### Exercise requirements
Give the number of lines in the listing that contain "dark", with no other words.
· · · · · · ·
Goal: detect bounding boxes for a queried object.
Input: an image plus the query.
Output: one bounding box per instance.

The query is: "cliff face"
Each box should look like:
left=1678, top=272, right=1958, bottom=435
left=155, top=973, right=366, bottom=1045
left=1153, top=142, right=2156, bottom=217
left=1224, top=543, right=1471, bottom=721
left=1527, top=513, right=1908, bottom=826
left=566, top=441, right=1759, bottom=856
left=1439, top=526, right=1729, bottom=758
· · · · · · ·
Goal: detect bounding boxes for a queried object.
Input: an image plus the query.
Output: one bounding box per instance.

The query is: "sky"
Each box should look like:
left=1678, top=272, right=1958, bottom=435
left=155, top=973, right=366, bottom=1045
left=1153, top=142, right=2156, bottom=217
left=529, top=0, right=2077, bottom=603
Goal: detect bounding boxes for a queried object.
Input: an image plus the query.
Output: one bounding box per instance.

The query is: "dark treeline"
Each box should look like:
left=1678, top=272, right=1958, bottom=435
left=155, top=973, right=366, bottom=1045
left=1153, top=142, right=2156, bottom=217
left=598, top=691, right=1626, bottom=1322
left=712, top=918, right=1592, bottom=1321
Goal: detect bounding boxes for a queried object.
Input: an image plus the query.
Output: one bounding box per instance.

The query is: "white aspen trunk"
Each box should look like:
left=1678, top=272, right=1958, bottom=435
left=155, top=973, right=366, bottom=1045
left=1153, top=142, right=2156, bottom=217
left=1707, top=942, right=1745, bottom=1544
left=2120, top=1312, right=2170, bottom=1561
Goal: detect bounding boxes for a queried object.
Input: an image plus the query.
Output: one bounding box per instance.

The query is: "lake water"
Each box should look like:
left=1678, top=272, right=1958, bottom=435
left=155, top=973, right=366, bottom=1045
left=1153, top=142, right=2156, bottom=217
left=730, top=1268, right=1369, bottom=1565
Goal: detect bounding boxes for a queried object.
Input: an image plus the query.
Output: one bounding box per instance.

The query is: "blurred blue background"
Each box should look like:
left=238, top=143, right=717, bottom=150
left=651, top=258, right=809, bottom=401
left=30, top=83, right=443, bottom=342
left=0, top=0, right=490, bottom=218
· · · · · · ·
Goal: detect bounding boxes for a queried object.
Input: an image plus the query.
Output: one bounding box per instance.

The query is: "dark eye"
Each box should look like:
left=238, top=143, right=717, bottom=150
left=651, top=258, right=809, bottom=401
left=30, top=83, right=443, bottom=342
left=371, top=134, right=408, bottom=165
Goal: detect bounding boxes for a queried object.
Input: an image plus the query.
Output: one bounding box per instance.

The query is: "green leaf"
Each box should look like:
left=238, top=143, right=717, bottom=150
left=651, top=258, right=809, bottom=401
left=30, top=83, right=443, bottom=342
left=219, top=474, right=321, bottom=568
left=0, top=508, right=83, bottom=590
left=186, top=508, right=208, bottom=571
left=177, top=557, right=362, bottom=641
· · · · · · ·
### Solution for this problem
2